In the entries that follow, find the word "checkered" and report each line it is on.

Task input START

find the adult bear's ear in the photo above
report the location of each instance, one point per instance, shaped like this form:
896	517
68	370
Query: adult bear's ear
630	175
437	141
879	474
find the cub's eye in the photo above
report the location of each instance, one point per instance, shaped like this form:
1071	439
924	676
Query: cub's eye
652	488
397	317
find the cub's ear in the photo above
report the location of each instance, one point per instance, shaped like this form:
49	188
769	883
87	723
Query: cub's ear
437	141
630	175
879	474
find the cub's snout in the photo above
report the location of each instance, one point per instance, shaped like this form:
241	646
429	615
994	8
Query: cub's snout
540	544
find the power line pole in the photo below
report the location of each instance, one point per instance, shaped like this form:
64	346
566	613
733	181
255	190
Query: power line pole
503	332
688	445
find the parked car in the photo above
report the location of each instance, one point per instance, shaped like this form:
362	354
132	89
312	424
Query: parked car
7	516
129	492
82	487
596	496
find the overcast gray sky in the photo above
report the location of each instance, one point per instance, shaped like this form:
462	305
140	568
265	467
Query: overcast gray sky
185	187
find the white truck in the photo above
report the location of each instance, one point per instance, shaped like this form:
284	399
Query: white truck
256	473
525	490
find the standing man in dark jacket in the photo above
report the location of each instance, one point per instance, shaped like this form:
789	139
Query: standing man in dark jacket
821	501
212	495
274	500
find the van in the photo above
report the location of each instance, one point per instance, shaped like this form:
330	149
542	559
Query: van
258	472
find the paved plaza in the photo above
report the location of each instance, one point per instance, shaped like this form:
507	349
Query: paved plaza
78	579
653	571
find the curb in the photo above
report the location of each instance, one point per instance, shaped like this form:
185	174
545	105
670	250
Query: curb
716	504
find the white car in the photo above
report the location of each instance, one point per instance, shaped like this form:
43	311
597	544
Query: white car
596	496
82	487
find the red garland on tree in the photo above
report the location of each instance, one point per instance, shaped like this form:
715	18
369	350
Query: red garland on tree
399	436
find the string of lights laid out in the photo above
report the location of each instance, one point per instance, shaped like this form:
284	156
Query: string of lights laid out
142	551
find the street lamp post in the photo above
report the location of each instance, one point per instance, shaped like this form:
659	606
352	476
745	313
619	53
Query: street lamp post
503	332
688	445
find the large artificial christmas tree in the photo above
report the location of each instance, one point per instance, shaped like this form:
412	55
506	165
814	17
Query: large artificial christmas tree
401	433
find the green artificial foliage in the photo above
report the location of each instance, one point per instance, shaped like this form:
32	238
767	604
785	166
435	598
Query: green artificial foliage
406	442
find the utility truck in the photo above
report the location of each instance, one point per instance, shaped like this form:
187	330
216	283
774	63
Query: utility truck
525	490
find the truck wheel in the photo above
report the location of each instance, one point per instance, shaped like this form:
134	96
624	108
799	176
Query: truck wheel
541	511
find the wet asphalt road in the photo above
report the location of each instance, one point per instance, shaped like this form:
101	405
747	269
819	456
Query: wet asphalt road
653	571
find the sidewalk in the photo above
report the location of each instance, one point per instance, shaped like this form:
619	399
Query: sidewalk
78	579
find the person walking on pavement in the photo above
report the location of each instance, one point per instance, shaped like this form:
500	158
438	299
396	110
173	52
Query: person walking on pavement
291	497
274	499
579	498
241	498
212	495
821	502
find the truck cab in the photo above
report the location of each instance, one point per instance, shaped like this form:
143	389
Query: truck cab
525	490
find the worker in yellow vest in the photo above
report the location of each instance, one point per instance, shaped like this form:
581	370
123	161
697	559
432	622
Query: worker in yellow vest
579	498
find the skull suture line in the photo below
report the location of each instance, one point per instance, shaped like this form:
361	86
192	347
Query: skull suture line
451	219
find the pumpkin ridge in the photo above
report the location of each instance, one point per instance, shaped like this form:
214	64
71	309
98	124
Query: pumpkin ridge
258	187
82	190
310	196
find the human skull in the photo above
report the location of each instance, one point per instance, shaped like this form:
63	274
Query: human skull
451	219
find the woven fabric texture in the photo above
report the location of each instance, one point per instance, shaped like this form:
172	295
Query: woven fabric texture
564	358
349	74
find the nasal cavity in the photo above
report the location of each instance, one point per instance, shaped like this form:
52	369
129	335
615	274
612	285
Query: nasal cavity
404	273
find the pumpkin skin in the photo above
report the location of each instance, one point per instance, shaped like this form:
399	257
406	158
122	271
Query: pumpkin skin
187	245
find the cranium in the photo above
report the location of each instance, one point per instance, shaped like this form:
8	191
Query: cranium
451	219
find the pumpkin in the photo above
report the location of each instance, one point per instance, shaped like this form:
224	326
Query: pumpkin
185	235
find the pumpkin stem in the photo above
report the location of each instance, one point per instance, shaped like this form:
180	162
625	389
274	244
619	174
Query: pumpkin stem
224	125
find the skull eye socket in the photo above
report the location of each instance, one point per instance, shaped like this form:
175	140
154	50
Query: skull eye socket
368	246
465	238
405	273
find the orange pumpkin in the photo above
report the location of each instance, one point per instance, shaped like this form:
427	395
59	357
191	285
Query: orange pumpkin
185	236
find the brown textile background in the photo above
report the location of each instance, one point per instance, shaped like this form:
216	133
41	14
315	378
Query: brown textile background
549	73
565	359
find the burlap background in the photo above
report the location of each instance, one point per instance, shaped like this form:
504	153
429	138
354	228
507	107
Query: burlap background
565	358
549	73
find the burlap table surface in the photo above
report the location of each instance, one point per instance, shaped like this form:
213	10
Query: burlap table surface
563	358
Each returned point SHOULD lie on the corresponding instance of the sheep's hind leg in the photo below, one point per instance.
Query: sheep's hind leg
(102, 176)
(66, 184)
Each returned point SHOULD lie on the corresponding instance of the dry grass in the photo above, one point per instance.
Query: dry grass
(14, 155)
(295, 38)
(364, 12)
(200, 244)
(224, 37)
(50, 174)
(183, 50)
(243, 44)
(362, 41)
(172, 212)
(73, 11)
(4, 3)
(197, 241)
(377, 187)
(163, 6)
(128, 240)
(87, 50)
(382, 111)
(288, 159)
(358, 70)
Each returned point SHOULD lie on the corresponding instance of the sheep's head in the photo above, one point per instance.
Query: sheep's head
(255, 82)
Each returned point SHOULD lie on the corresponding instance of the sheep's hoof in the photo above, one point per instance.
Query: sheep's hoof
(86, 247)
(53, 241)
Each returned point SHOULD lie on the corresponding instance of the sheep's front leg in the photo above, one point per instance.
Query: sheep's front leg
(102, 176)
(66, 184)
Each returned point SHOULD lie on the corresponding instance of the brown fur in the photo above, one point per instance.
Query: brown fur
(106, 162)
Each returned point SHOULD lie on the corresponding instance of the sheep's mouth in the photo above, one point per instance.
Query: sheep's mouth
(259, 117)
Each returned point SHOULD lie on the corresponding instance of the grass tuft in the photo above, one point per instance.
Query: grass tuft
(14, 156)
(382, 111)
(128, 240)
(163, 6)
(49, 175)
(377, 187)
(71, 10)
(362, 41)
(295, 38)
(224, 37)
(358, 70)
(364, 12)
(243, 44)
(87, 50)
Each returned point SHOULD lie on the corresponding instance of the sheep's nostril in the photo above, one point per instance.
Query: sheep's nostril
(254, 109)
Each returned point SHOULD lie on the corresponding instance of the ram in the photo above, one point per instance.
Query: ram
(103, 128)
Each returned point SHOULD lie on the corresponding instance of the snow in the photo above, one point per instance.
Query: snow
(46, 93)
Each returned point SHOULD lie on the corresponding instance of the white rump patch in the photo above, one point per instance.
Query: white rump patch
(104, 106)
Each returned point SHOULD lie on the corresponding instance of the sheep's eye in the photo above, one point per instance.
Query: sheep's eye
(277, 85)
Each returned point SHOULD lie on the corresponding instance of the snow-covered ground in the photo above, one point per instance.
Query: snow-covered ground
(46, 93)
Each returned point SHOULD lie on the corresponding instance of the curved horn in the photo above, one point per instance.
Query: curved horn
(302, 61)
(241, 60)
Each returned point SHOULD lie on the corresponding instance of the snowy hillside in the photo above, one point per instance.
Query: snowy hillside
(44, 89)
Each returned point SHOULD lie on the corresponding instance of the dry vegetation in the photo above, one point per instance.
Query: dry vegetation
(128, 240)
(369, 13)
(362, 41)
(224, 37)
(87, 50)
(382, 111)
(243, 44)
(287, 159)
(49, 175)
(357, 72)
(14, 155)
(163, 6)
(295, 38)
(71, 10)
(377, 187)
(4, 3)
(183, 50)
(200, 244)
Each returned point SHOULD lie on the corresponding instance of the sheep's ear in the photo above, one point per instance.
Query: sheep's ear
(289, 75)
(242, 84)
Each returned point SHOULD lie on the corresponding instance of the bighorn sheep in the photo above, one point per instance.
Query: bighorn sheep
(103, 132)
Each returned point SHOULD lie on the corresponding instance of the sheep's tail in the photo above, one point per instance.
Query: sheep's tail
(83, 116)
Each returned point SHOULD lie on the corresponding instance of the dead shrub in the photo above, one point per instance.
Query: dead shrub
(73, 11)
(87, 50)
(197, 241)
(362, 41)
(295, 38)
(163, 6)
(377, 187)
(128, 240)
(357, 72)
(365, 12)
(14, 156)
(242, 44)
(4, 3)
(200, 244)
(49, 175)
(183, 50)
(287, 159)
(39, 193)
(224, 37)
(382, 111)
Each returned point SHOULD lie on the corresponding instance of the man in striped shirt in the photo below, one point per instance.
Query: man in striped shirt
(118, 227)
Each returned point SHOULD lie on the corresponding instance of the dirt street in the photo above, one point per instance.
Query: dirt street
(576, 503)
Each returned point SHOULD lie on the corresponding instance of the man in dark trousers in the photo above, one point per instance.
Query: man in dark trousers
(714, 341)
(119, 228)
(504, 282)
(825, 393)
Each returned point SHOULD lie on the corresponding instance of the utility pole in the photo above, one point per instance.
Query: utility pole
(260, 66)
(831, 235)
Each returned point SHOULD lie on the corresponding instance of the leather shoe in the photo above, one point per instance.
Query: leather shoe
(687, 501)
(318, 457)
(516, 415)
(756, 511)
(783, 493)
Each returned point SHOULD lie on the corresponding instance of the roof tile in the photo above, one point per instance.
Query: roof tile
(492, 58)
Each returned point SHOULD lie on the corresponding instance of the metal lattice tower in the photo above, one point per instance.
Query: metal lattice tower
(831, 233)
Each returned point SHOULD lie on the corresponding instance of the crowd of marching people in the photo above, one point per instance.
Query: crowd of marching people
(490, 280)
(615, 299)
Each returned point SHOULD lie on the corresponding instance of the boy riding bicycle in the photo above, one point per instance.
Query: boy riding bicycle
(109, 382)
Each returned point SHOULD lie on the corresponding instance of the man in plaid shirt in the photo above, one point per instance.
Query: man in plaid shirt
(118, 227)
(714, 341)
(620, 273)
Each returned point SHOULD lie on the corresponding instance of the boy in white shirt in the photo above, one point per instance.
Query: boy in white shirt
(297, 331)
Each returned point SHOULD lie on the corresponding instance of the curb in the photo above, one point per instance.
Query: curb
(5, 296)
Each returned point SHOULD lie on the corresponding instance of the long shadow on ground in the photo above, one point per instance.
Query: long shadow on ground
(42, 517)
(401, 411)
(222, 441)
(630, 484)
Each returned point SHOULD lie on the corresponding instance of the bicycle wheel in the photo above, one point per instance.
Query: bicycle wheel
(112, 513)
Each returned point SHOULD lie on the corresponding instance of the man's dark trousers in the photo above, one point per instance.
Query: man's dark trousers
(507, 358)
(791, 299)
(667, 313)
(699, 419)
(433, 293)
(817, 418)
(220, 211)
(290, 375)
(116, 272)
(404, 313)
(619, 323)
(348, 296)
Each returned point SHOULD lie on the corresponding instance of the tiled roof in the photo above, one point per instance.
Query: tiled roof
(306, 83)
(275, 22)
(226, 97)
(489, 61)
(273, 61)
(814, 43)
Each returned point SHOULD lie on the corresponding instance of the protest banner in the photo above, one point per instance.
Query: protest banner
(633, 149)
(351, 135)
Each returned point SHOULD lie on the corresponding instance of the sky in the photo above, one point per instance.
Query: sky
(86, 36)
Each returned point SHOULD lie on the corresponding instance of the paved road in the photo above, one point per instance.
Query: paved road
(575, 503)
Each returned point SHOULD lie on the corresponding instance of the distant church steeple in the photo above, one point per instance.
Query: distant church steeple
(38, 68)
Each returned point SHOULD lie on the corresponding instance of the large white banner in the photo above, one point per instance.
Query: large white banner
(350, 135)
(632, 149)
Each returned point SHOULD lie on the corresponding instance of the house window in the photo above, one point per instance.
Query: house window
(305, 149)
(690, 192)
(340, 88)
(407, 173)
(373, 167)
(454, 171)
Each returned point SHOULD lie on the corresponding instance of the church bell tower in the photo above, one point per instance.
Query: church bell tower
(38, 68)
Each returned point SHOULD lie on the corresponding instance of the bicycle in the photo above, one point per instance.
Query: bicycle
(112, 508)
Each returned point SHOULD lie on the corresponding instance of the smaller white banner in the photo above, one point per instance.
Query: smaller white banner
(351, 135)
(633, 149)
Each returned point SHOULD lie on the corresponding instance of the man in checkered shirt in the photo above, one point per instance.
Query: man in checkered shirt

Task input END

*Exercise answer*
Each returned point SHOULD lie on the corresponding instance of the man in checkered shirt in the photo above, one point per instance.
Query: man in checkered shirt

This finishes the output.